Objectif de l'exercice »
Transcrivez sans rien changer un passage du texte source, en commençant aux mots "Suite de mon" et en vous arrêtant après les mots "ont été déterminantes.".

Texte source »
┌────────

Questionnements

Dominique Capo

Suite de mon introspection

Je reviendrais plus tard sur les différentes péripéties de mon existence pour le moins chaotique plus tard. Peut-être. Cela dépend de l'intérêt suscité par ce texte dans lequel je me livre à cœur ouvert. Il faudra, de toute façon, que je revienne des années en arrière afin de compléter certaines périodes particulièrement troublées, et qui m'ont profondément heurté. Des périodes qui sont partiellement à la source de l'homme que je suis aujourd'hui, et de ma vocation d'écrivain. Notamment aux alentours des années 1987 – 1989 qui ont été déterminantes.

Pour l'instant, je voudrais dire ceci : en me lisant, ceux et celles qui parcourent mes pensées mises par écrit, penseront que j'ai eu beaucoup de courage d'affronter toutes ces épreuves. En explorant celles-ci de l'extérieur, je ne pourrais qu'être d'accord avec eux. Cependant, ils doivent comprendre que je n'ai pas eu le choix. On ne m'a jamais laissé le choix en fait. Mon handicap, les maltraitances, les rejets, les moqueries, je ne les ai jamais souhaitées. C'est mon environnement qui me les a imposées. Et ce, jusqu'à me mettre à genoux, que soit physiquement, psychiquement, moralement, intimement. J'ai parfois hurlé dans le silence. Personne ne me répondait ; personne ne me tendait la main, ne m'épaulait, ne m'aidait. Mes amis (quel que soit le lieu et les milieux que j'ai fréquenté), avaient leurs propres problèmes, leurs propres préoccupations. Par ailleurs, ils se sentaient démunis, impuissants, incapable de me venir en aide. C'est d'ailleurs l'une des raisons qui ont fait que la plupart d'entre eux m'ont fui à un moment ou à un autre. Déjà, parce qu'ils n'étaient pas à l'aise d'être aux côtés d'un homme perpétuellement malheureux, en souffrance, déchiré, torturé. Ce que je leur montrais de moi faisait fuir la plupart des compagnons et de mes amis (de jeux de rôles surtout, puisque c'est dans ce milieu que j'y avais mes principaux amis ou mes principales connaissances). Puis, ils avaient leurs propres vies à mener. Et j'ai encore le sentiment aujourd'hui que, parfois, en dehors de nos séances, j'étais davantage un boulet qu'ils trainaient derrière par sympathie pour moi, qu'autre chose. C'est terrible à décrire, j'en conviens. Mais mes émotions exacerbées lorsqu'ils étaient en couple, mon sentiment d'abandon, ce flot de larmes intérieures que je ne parvenais que rarement à évacuer physiquement, était un poids dont je n'ai jamais réussi à me débarrasser à cette époque de mon existence afin de profiter pleinement des joies – différentes – que celle-ci me procurait.

└────────

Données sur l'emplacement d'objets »
┌────────

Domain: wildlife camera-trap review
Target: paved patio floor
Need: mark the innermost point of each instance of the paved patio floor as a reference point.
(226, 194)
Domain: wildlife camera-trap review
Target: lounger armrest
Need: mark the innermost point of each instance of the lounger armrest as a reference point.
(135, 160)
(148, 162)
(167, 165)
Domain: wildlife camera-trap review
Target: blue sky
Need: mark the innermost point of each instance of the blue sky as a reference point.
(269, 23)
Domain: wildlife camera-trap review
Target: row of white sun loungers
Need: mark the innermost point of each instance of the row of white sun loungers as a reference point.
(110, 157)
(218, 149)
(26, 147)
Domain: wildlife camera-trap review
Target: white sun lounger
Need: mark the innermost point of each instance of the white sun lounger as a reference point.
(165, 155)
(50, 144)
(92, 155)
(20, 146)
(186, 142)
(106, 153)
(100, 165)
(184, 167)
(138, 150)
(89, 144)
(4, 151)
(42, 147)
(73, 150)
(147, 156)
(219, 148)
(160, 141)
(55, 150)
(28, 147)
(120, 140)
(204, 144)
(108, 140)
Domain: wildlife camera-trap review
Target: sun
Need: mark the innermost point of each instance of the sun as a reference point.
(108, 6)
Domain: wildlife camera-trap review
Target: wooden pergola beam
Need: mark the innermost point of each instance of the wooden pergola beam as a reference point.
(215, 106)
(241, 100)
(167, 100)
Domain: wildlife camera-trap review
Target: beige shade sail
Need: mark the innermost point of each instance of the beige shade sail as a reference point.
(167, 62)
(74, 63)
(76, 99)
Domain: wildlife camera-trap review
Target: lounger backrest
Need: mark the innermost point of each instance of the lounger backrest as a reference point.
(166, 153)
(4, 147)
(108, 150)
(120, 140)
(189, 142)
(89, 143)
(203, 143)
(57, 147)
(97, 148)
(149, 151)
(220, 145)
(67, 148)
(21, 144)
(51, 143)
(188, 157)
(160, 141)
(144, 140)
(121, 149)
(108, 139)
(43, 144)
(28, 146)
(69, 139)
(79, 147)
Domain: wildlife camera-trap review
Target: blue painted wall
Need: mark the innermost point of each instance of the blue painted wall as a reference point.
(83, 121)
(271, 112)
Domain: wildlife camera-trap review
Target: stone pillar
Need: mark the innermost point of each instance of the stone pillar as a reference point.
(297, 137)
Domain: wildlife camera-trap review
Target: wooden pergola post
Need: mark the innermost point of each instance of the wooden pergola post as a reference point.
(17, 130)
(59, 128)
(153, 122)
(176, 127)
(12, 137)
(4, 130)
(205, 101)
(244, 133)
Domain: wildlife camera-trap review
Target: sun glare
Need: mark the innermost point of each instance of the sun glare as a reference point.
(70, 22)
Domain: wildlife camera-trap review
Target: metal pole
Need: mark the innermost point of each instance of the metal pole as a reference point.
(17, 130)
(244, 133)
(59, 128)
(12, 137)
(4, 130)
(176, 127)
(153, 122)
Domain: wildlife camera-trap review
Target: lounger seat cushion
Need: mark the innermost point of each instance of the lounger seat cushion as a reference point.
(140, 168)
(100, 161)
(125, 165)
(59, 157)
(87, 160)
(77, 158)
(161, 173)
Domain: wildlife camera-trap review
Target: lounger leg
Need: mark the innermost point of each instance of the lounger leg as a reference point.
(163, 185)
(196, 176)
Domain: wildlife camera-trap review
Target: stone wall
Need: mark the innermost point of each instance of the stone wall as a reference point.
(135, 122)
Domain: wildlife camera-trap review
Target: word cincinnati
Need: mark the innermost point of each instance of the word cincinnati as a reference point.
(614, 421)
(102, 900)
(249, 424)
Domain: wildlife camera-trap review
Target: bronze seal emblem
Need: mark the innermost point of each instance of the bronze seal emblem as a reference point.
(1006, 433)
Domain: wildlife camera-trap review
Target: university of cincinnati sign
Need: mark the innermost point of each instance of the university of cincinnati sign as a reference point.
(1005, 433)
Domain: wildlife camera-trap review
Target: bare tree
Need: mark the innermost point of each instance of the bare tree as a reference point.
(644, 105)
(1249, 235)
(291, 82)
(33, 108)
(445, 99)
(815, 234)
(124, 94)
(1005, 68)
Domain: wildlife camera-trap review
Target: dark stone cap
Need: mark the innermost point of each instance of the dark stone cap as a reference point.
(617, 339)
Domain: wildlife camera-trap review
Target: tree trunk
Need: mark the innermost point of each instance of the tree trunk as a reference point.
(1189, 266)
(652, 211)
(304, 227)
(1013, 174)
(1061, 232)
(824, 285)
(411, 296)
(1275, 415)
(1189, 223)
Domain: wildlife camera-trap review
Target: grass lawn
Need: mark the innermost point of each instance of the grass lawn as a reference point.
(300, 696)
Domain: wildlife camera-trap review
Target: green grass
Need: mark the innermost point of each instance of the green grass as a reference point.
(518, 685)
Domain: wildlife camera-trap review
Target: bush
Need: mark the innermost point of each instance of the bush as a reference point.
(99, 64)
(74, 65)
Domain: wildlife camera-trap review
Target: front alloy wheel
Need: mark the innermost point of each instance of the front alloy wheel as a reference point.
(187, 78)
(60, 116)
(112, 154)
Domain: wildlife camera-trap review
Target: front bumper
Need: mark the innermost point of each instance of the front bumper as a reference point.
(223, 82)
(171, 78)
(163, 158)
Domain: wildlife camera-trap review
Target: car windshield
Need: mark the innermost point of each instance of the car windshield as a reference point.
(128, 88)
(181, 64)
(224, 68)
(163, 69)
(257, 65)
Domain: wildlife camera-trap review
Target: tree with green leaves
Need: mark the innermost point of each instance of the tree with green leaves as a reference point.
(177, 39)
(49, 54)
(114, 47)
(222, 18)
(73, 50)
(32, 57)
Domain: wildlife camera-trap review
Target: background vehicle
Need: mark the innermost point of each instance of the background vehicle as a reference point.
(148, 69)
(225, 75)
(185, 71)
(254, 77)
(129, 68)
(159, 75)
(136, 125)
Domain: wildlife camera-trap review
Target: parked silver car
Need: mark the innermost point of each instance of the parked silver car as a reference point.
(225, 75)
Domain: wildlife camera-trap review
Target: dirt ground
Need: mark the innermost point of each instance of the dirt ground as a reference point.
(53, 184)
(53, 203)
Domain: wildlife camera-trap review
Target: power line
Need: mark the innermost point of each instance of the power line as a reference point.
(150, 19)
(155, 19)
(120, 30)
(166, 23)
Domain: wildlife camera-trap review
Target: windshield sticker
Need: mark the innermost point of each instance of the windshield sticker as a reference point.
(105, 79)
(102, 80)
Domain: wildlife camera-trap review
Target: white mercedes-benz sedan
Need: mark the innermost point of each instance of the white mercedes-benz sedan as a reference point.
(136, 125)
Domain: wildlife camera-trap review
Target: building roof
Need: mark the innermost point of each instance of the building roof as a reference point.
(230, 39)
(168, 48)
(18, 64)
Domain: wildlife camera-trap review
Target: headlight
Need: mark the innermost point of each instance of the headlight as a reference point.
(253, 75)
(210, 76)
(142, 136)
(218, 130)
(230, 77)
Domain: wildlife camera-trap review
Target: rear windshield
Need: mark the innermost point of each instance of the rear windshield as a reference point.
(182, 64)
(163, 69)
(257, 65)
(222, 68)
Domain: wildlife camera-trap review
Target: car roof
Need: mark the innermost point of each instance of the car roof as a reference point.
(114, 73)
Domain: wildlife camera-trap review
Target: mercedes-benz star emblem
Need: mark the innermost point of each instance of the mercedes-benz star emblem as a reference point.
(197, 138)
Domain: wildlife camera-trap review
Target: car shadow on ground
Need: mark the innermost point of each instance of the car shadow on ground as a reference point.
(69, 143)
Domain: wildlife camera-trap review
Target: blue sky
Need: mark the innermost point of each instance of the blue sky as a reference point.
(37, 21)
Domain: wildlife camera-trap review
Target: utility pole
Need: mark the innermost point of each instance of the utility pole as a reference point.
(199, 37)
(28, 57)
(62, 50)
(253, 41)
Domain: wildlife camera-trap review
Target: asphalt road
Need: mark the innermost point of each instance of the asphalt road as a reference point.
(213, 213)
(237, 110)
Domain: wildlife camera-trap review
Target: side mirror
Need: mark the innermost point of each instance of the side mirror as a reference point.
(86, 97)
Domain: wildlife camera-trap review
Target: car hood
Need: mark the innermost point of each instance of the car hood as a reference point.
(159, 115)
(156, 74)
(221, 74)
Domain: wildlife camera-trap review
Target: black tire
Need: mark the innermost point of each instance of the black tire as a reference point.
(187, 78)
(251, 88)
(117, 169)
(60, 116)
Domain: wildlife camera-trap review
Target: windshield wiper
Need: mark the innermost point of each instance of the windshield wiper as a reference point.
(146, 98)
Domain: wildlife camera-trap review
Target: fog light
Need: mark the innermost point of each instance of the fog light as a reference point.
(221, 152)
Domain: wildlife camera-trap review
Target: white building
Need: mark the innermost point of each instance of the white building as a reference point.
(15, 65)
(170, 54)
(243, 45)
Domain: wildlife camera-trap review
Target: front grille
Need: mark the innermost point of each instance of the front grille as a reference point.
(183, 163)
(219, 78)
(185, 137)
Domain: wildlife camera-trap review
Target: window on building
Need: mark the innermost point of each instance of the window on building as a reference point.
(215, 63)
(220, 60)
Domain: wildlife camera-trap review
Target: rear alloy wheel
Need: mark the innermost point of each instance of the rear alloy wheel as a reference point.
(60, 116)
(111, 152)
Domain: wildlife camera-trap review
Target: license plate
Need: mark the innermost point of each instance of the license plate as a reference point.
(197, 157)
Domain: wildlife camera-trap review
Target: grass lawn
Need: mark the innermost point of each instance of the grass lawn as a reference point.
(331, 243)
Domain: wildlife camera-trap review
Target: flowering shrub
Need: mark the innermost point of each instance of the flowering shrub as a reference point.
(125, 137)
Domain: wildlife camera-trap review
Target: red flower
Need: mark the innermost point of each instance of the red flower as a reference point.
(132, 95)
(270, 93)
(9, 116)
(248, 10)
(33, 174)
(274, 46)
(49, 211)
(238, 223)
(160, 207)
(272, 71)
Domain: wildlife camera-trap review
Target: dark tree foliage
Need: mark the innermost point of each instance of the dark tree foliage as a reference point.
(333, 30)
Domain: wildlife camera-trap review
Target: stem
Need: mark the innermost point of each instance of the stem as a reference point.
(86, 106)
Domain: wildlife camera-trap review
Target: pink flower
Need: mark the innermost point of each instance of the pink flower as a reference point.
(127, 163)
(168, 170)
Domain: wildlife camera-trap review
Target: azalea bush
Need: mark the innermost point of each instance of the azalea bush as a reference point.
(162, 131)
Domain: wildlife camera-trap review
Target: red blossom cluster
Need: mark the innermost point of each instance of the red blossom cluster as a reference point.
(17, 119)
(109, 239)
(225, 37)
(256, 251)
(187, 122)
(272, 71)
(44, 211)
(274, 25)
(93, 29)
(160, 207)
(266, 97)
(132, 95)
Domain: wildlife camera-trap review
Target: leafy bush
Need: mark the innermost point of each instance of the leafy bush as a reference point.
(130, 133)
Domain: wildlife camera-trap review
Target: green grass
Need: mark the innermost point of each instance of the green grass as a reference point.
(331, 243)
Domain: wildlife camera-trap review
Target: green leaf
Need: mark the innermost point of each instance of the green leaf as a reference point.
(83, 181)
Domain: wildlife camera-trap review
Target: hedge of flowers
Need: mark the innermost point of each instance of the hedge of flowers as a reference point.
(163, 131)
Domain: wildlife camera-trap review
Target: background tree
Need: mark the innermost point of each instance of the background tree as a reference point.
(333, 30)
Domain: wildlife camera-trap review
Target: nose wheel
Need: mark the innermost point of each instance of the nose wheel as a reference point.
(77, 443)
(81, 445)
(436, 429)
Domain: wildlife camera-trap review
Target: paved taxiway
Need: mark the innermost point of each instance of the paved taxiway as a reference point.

└────────

Réponse ci-dessous »
Suite de mon introspection

Je reviendrais plus tard sur les différentes péripéties de mon existence pour le moins chaotique plus tard. Peut-être. Cela dépend de l'intérêt suscité par ce texte dans lequel je me livre à cœur ouvert. Il faudra, de toute façon, que je revienne des années en arrière afin de compléter certaines périodes particulièrement troublées, et qui m'ont profondément heurté. Des périodes qui sont partiellement à la source de l'homme que je suis aujourd'hui, et de ma vocation d'écrivain. Notamment aux alentours des années 1987 – 1989 qui ont été déterminantes.